What to produce
Only lines holding the word "jacket" are wanted from the records; copy all of them.

Provided records
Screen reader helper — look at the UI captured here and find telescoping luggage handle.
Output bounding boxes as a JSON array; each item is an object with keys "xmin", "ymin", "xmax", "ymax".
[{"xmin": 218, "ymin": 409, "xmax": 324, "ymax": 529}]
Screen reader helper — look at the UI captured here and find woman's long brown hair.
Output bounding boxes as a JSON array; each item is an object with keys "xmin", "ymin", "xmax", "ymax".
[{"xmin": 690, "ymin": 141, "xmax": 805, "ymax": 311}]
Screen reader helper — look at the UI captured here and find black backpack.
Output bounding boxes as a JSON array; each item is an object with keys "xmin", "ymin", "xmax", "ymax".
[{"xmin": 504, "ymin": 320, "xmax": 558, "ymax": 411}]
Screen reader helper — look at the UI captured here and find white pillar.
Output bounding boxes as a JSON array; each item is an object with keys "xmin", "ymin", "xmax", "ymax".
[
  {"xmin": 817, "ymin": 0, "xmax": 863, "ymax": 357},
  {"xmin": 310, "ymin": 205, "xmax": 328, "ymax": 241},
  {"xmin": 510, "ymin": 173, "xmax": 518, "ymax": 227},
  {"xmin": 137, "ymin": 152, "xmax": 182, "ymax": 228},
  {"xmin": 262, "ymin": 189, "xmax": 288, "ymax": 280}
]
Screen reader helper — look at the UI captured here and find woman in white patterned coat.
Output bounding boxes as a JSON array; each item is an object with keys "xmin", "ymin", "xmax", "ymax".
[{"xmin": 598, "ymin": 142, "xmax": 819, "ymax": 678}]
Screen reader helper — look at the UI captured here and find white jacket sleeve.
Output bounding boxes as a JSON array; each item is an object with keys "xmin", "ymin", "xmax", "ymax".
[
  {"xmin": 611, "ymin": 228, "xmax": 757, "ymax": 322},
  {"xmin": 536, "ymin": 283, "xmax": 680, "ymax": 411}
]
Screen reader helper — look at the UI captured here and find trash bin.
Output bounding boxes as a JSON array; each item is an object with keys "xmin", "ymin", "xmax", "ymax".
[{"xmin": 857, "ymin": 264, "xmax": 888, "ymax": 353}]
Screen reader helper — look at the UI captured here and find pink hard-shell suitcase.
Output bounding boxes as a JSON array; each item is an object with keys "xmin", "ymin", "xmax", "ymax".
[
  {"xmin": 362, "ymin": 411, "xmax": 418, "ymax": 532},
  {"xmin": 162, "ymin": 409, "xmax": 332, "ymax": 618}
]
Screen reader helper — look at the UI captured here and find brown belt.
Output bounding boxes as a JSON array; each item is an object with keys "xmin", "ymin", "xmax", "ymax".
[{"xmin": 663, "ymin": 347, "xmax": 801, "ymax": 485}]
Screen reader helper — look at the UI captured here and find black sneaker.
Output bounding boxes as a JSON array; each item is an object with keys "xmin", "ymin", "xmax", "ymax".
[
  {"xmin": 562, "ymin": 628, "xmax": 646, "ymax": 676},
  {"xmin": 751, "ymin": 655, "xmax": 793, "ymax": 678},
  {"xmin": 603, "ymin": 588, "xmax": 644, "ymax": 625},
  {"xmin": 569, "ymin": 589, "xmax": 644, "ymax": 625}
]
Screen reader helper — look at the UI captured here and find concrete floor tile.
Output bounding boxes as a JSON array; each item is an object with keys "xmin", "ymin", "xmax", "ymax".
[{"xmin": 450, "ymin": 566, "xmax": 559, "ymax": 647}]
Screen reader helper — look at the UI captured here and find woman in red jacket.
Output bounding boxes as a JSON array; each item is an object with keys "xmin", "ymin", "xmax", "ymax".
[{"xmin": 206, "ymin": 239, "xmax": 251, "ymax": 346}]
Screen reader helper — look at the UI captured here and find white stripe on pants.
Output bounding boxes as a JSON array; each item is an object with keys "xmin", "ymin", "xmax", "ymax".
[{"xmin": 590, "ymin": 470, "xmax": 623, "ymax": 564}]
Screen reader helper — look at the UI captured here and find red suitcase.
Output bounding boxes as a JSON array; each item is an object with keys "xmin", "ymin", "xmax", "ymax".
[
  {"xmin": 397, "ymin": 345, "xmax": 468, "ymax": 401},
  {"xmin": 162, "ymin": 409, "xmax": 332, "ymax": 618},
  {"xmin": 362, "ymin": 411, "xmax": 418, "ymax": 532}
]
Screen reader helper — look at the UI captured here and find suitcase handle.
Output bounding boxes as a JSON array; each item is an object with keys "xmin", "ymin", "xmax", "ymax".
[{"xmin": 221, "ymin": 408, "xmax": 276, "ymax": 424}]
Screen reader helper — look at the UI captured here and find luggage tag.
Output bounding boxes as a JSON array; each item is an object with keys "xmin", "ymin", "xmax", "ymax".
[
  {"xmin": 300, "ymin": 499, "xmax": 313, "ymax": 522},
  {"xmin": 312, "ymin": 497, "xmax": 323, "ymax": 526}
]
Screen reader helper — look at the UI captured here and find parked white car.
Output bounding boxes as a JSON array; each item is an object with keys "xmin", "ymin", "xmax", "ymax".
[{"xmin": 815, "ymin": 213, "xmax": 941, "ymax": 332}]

Exercise output
Screen reader helper — look at the UI captured here and find white jacket sleeve.
Screen reader helper — look at the UI captured here and find woman in red jacket.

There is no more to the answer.